>> BEGIN Provided entries

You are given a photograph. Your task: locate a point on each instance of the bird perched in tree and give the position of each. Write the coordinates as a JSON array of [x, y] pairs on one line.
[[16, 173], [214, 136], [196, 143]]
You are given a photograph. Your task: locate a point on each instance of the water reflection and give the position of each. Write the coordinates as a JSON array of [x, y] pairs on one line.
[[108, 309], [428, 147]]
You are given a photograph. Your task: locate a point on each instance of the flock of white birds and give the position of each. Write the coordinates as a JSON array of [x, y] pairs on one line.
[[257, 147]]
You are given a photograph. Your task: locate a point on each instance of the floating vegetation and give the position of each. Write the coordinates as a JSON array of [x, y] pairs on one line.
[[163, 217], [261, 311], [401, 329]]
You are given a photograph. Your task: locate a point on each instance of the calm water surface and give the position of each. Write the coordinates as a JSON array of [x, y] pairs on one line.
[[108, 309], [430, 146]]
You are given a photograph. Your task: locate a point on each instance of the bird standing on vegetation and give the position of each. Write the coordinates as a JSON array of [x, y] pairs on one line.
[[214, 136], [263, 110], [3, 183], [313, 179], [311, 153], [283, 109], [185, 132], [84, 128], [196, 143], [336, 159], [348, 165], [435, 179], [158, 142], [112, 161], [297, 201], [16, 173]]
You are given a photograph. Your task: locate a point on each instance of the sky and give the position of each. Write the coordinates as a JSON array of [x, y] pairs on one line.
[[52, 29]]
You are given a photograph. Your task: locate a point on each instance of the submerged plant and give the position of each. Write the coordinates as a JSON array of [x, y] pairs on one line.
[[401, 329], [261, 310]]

>> END Provided entries
>> BEGIN Provided entries

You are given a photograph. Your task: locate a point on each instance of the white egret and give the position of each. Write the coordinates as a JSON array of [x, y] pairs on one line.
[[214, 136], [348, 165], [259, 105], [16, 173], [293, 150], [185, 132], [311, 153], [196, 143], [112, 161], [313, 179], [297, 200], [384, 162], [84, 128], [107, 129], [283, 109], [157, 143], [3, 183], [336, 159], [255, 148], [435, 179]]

>> END Provided entries
>> BEGIN Provided entries

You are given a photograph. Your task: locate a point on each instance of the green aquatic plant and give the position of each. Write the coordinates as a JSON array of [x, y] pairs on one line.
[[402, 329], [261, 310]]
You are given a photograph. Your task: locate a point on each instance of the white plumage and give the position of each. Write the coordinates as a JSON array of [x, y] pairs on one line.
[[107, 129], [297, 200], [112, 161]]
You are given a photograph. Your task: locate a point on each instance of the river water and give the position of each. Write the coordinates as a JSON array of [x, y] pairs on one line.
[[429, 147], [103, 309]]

>> END Provided entries

Reproduce the material from the line with "of the calm" to the line with "201], [16, 173]]", substituting "reeds" for "vegetation" and leaving everything else unchanged.

You are given a photograph. Your task: locate a point on each instance of the calm water surface and give the position of each. Write the coordinates as a JSON array of [x, y] pairs on one line.
[[108, 309], [430, 146]]
You are given a photograph. Your task: locate a point on each instance of the bird standing on reeds and give the position of each. Write the coordinates as a JSON array of [x, y] pairs on one line.
[[214, 136], [263, 110], [3, 183], [313, 179], [311, 153], [283, 109], [185, 132], [84, 128], [196, 143], [336, 159], [348, 165], [435, 179], [158, 142], [112, 161], [297, 201], [16, 173]]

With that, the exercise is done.